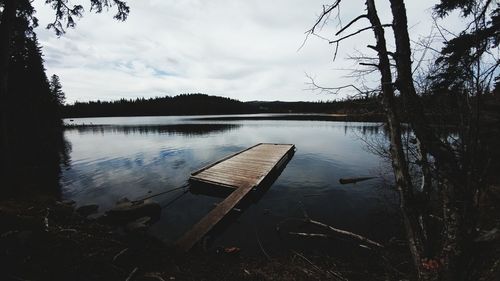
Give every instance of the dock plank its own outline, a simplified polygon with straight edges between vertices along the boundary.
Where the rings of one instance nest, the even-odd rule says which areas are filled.
[[[294,149],[293,144],[260,143],[192,173],[192,182],[230,187],[234,188],[234,191],[186,232],[176,242],[177,248],[182,251],[190,250],[250,190],[258,187],[272,171],[281,168]]]

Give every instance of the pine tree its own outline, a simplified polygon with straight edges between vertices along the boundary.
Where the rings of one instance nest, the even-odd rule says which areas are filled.
[[[66,101],[66,95],[62,91],[62,85],[59,76],[53,74],[50,77],[49,83],[50,83],[50,92],[52,94],[52,98],[59,106],[64,105],[64,102]]]

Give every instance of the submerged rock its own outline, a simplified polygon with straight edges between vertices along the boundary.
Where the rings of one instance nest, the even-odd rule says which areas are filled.
[[[127,223],[125,229],[130,232],[147,230],[151,224],[151,217],[141,217]]]
[[[76,208],[75,211],[80,216],[86,218],[92,214],[97,213],[98,209],[99,209],[99,205],[90,204],[90,205],[84,205],[84,206],[78,207],[78,208]]]
[[[106,219],[111,223],[132,222],[143,217],[152,220],[160,217],[161,207],[151,200],[131,201],[117,204],[113,209],[106,212]]]

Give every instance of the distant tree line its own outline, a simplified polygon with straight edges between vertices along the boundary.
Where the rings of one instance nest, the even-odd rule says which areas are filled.
[[[160,116],[160,115],[215,115],[250,113],[352,113],[379,112],[378,103],[371,99],[353,99],[326,102],[251,101],[209,96],[182,94],[173,97],[120,99],[117,101],[75,102],[66,105],[63,116]]]

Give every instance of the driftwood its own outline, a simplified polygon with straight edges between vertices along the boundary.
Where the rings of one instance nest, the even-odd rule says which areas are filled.
[[[375,178],[377,178],[377,177],[340,178],[339,182],[340,182],[340,184],[349,184],[349,183],[357,183],[360,181],[371,180],[371,179],[375,179]]]
[[[287,219],[284,219],[282,221],[280,221],[277,225],[276,225],[276,231],[280,232],[280,229],[281,229],[281,224],[283,224],[284,222],[287,222],[287,221],[302,221],[304,223],[308,223],[308,224],[312,224],[312,225],[316,225],[316,226],[319,226],[319,227],[322,227],[322,228],[325,228],[331,232],[334,232],[336,234],[340,234],[342,236],[347,236],[349,238],[352,238],[352,239],[355,239],[355,240],[358,240],[364,244],[367,244],[367,245],[371,245],[371,246],[376,246],[378,248],[384,248],[384,246],[378,242],[375,242],[371,239],[368,239],[364,236],[361,236],[359,234],[356,234],[356,233],[353,233],[353,232],[350,232],[350,231],[347,231],[347,230],[343,230],[343,229],[339,229],[339,228],[335,228],[333,226],[330,226],[330,225],[327,225],[325,223],[322,223],[322,222],[319,222],[319,221],[315,221],[315,220],[312,220],[310,217],[309,217],[309,214],[307,213],[306,209],[304,208],[304,205],[302,204],[302,202],[299,201],[299,206],[300,208],[302,209],[302,212],[304,214],[304,218],[287,218]],[[296,235],[296,236],[303,236],[303,237],[321,237],[321,238],[330,238],[329,235],[327,234],[320,234],[320,233],[306,233],[306,232],[289,232],[289,234],[291,235]]]

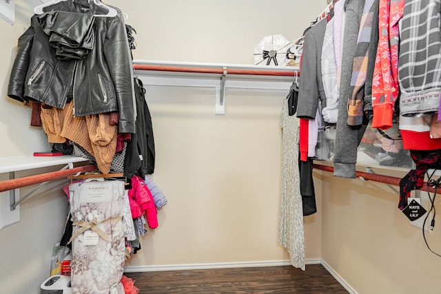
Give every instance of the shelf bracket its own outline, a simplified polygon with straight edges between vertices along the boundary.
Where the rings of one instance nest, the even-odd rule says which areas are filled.
[[[66,165],[64,167],[63,167],[61,169],[60,169],[60,171],[63,171],[65,169],[72,169],[74,167],[74,165],[73,163],[68,163],[68,165]],[[15,173],[14,171],[11,171],[9,173],[9,179],[10,180],[12,180],[14,178],[15,178]],[[40,183],[40,185],[39,185],[36,188],[34,188],[32,191],[28,192],[26,195],[25,195],[24,196],[21,197],[20,199],[19,199],[17,201],[15,201],[15,189],[12,189],[9,191],[10,194],[9,194],[9,199],[10,199],[10,211],[13,211],[14,210],[15,210],[16,207],[20,204],[20,203],[21,203],[22,202],[23,202],[26,198],[28,198],[29,196],[30,196],[31,195],[32,195],[34,193],[35,193],[39,189],[40,189],[41,187],[44,186],[45,185],[46,185],[48,182],[49,182],[48,180],[45,181],[45,182],[43,182],[41,183]]]
[[[220,76],[220,88],[216,91],[216,115],[225,115],[225,78],[227,76],[227,67],[223,67],[223,72]]]

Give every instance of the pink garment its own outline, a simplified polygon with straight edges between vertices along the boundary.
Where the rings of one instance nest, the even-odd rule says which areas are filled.
[[[392,126],[398,84],[398,21],[402,17],[404,1],[380,0],[378,47],[372,80],[372,127],[387,129]]]
[[[158,227],[157,211],[153,196],[144,180],[138,176],[132,177],[129,201],[133,218],[138,218],[145,213],[149,227],[155,229]]]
* * * *
Task brief →
Rewrite the records from the line containing "Give every instance of the pink" through the end, inclusive, with "garment" changed to "shirt" and everything else left as it is.

Answer to this problem →
Give every instance of the pink shirt its own outline, a simplified polygon with straight edges between vertices along the boundary.
Where the rings of one instance nest, the even-odd rule says which areas are filled.
[[[392,126],[398,84],[398,21],[402,17],[404,1],[380,0],[378,47],[372,80],[372,127],[387,129]]]
[[[158,227],[157,211],[153,196],[144,180],[138,176],[132,177],[129,201],[133,218],[138,218],[145,213],[149,227],[155,229]]]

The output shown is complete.